◆ Texto fornecido:

A NEGAÇÃO DO FUTURO



Recentemente, li o livro "Questão de Método" de Jean Paul Sartre. Nele, o autor francês contrapõe o marxismo vulgar e stalinista do Partido Comunista Francês que diz ser o homem um simples resultado de suas condições materiais de existência. Esta interpretação economicista não consegue explicar o por quê de dois indivíduos da mesma classe serem diferentes. Sartre diz que sim, o homem é influenciado por suas condições materiais, mas cada indivíduo lidará de forma diferente com esta interiorização do exterior, formando uma relação de trocas entre indivíduo e seu meio. Dessa forma, não somos simplesmente o que queremos ser, somos as nossas condições materiais de existência, a forma que interiorizamos estas condições e como as exteriorizamos junto ainda à elementos genéticos. Assim, nossa realidade é um palco de potências.
No tempo presente, o indivíduo pensa no vir a ser do futuro. Assim o futuro aparece como guia do presente. O futuro é fator de transformação do presente. Mas este futuro é limitado por uma série de fatores.O principal limite são as condições materiais de existência. Isso limita o campo das possibilidades. O ser humano não pensa o que quer, mas pensa baseado em suas experiências e aprendizados. Então este campo de possibilidades se diferencia de acordo com a classe da qual faz parte o indivíduo.
Para Sartre, as possibilidades negadas fazem parte do que somos, "assim, positiva e negativamente, os possíveis sociais são vividos como determinações esquemáticas do futuro individual". Dessa forma, se nego ao sujeito a perspectiva de ser engenheiro, advogado, médico, etc, nego o futuro negando junto o seu presente. Essa negação faz parte do que ele é, e será seguida por uma reação do indivíduo, ou de resignação ou de revolta. Isso dependerá da compreensão ou não do processo que nega o futuro.
Noutro dia, num buteco belo horizontino, conversando com meu amigo Henrique, relembrava meu período de professor de ensino médio.No meu caminho de volta da escola, passava tarde da noite pelas ruas do centro, onde roubos, prostituição, medicância eram o contexto urbano. Mas o pior não era viver ali no presente, pensava eu, como vivem estudantes universitários de classe média oriundos do interior, o pior era ter a perspectiva de viver para sempre ali, visão que os referidos estudantes não têm. Esse era o fato mais desesperador. E essa não é uma questão de escolha. Têm mil possibilidades o futuro dos abastados, os condenados da terra não.

Entradas salvas:
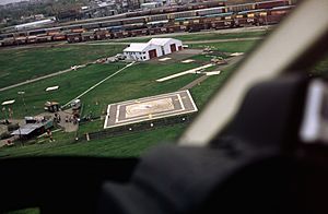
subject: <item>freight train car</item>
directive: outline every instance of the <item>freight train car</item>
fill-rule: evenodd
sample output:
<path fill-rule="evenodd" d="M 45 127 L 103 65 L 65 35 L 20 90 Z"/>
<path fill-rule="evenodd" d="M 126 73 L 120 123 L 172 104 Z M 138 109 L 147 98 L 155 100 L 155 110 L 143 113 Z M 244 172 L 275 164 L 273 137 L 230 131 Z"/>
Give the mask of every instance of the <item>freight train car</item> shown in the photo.
<path fill-rule="evenodd" d="M 256 9 L 271 9 L 271 8 L 277 8 L 277 7 L 284 7 L 284 5 L 290 5 L 291 1 L 290 0 L 278 0 L 278 1 L 262 1 L 255 3 Z"/>
<path fill-rule="evenodd" d="M 220 14 L 220 13 L 225 13 L 226 10 L 224 7 L 220 8 L 211 8 L 211 9 L 202 9 L 202 10 L 197 10 L 196 13 L 198 16 L 204 16 L 204 15 L 212 15 L 212 14 Z"/>

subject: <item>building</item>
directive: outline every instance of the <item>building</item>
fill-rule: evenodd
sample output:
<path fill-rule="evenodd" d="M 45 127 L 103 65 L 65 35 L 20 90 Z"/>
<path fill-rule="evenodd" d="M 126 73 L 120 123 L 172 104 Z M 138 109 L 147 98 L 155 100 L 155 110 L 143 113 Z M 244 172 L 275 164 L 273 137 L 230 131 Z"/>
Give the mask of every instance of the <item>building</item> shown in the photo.
<path fill-rule="evenodd" d="M 124 50 L 129 60 L 147 61 L 183 49 L 183 43 L 174 38 L 152 38 L 148 43 L 132 43 Z"/>
<path fill-rule="evenodd" d="M 169 55 L 183 49 L 183 43 L 174 38 L 152 38 L 149 43 L 161 46 L 162 55 Z"/>

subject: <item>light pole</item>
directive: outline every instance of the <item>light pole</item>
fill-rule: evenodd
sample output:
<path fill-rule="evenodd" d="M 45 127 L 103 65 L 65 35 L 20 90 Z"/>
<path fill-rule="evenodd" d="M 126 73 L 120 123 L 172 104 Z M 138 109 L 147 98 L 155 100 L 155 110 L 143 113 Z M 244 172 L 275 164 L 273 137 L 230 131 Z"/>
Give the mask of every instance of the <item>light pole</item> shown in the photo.
<path fill-rule="evenodd" d="M 25 104 L 25 99 L 24 99 L 24 94 L 25 94 L 25 92 L 24 92 L 24 91 L 21 91 L 21 92 L 17 92 L 17 94 L 22 95 L 22 102 L 23 102 L 23 105 L 24 105 L 24 110 L 25 110 L 25 112 L 26 112 L 27 109 L 26 109 L 26 104 Z"/>

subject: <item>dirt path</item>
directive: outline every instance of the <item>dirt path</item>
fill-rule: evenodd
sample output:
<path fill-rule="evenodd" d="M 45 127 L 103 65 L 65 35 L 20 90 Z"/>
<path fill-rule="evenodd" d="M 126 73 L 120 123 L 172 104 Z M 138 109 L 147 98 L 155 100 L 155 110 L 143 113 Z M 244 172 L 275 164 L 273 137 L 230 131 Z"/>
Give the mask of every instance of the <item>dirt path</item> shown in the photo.
<path fill-rule="evenodd" d="M 227 64 L 224 64 L 224 66 L 220 66 L 218 67 L 216 70 L 223 70 L 230 66 L 233 66 L 235 63 L 237 63 L 238 61 L 241 61 L 243 59 L 243 56 L 238 56 L 238 57 L 233 57 L 233 58 L 230 58 L 227 59 Z M 220 75 L 220 74 L 219 74 Z M 179 91 L 184 91 L 184 90 L 190 90 L 194 86 L 198 85 L 199 83 L 206 81 L 208 78 L 210 78 L 210 75 L 202 75 L 198 79 L 196 79 L 195 81 L 192 81 L 191 83 L 185 85 L 184 87 L 179 88 Z"/>
<path fill-rule="evenodd" d="M 27 80 L 27 81 L 24 81 L 24 82 L 21 82 L 21 83 L 16 83 L 16 84 L 13 84 L 13 85 L 10 85 L 10 86 L 7 86 L 7 87 L 2 87 L 2 88 L 0 88 L 0 92 L 7 91 L 7 90 L 10 90 L 10 88 L 14 88 L 14 87 L 17 87 L 17 86 L 26 85 L 26 84 L 30 84 L 30 83 L 34 83 L 36 81 L 40 81 L 40 80 L 44 80 L 44 79 L 48 79 L 48 78 L 52 78 L 52 76 L 56 76 L 56 75 L 60 75 L 60 74 L 67 73 L 69 71 L 72 71 L 72 69 L 66 69 L 66 70 L 62 70 L 62 71 L 58 71 L 56 73 L 50 73 L 48 75 L 43 75 L 43 76 L 39 76 L 39 78 L 36 78 L 36 79 Z"/>

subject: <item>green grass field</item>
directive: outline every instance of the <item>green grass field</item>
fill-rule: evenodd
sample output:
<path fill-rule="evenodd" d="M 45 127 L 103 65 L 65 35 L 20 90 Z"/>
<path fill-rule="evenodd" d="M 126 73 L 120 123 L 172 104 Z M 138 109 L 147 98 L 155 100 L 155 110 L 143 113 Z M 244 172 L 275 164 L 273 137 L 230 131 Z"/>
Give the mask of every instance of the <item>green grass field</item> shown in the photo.
<path fill-rule="evenodd" d="M 92 64 L 84 69 L 70 71 L 58 76 L 0 92 L 0 97 L 1 100 L 16 100 L 15 104 L 12 105 L 14 118 L 40 114 L 44 111 L 43 107 L 47 100 L 57 100 L 63 105 L 124 66 L 124 63 Z M 47 87 L 54 85 L 58 85 L 59 90 L 54 92 L 45 91 Z M 22 95 L 17 94 L 19 91 L 25 92 L 26 111 L 24 109 Z M 5 115 L 2 112 L 0 118 L 3 119 Z"/>
<path fill-rule="evenodd" d="M 124 46 L 65 45 L 0 51 L 0 87 L 116 55 Z"/>
<path fill-rule="evenodd" d="M 247 51 L 253 47 L 255 41 L 238 41 L 226 44 L 201 44 L 195 47 L 202 48 L 201 46 L 211 45 L 215 46 L 215 48 L 218 48 L 220 51 L 235 52 Z M 116 51 L 121 48 L 121 46 L 118 46 L 116 48 L 116 46 L 113 45 L 77 45 L 73 47 L 78 49 L 81 48 L 80 55 L 82 55 L 83 52 L 85 55 L 83 57 L 86 60 L 91 59 L 90 54 L 86 55 L 84 52 L 84 48 L 86 47 L 90 47 L 92 49 L 101 48 L 102 50 L 112 48 L 114 50 L 116 49 Z M 38 51 L 46 49 L 38 49 Z M 31 49 L 26 51 L 34 52 L 36 50 Z M 113 51 L 113 54 L 116 52 Z M 56 56 L 56 54 L 54 55 Z M 199 75 L 188 74 L 162 83 L 157 83 L 155 82 L 155 80 L 173 73 L 199 67 L 201 63 L 204 63 L 206 61 L 209 61 L 211 59 L 206 56 L 195 56 L 191 58 L 196 59 L 196 62 L 167 62 L 161 64 L 145 62 L 134 64 L 133 67 L 124 70 L 121 73 L 104 82 L 102 85 L 94 88 L 81 98 L 83 102 L 83 114 L 87 115 L 92 112 L 92 115 L 101 116 L 107 108 L 107 105 L 110 103 L 152 96 L 174 92 L 181 88 L 183 86 L 199 78 Z M 37 59 L 31 58 L 31 60 L 34 60 L 35 64 L 39 63 Z M 31 61 L 31 63 L 33 63 L 33 61 Z M 38 114 L 43 111 L 43 105 L 46 100 L 52 99 L 65 104 L 124 66 L 124 63 L 89 66 L 84 69 L 71 71 L 55 78 L 46 79 L 44 81 L 31 83 L 5 92 L 0 92 L 1 102 L 12 98 L 16 99 L 16 103 L 13 105 L 14 117 Z M 12 67 L 13 68 L 11 69 L 14 70 L 15 66 L 13 64 Z M 196 104 L 200 109 L 204 106 L 211 94 L 213 94 L 213 92 L 225 82 L 225 80 L 230 76 L 231 71 L 232 69 L 229 68 L 224 70 L 220 75 L 210 76 L 203 83 L 195 86 L 191 90 L 192 97 L 195 98 Z M 46 93 L 45 88 L 52 85 L 59 85 L 60 87 L 56 92 Z M 17 95 L 19 91 L 25 91 L 25 103 L 27 104 L 26 114 L 22 105 L 22 97 Z M 3 118 L 4 116 L 1 115 L 0 117 Z M 56 142 L 48 142 L 47 139 L 42 139 L 37 142 L 43 143 L 0 148 L 0 157 L 25 155 L 139 156 L 150 147 L 159 143 L 161 144 L 161 142 L 163 141 L 172 142 L 174 139 L 178 138 L 178 135 L 184 131 L 185 128 L 186 124 L 175 124 L 173 127 L 162 127 L 152 131 L 136 132 L 128 135 L 83 143 L 74 143 L 75 133 L 57 132 L 56 134 L 54 134 Z M 94 122 L 82 124 L 78 133 L 83 134 L 85 132 L 97 131 L 102 129 L 103 120 L 96 120 Z"/>

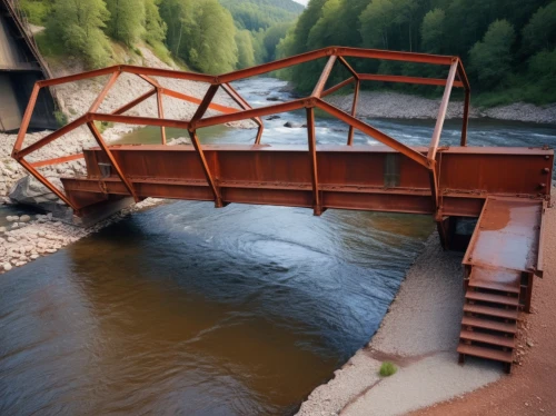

◆ Tarefa a cumprir: Por favor, reproduza sem alterações o trecho do texto sobre a negação do futuro que vai de "Noutro dia, num" até "da terra não.", incluindo essas palavras. Baseie-se somente no texto sobre a negação do futuro.

◆ Resposta do exercício:
Noutro dia, num buteco belo horizontino, conversando com meu amigo Henrique, relembrava meu período de professor de ensino médio.No meu caminho de volta da escola, passava tarde da noite pelas ruas do centro, onde roubos, prostituição, medicância eram o contexto urbano. Mas o pior não era viver ali no presente, pensava eu, como vivem estudantes universitários de classe média oriundos do interior, o pior era ter a perspectiva de viver para sempre ali, visão que os referidos estudantes não têm. Esse era o fato mais desesperador. E essa não é uma questão de escolha. Têm mil possibilidades o futuro dos abastados, os condenados da terra não.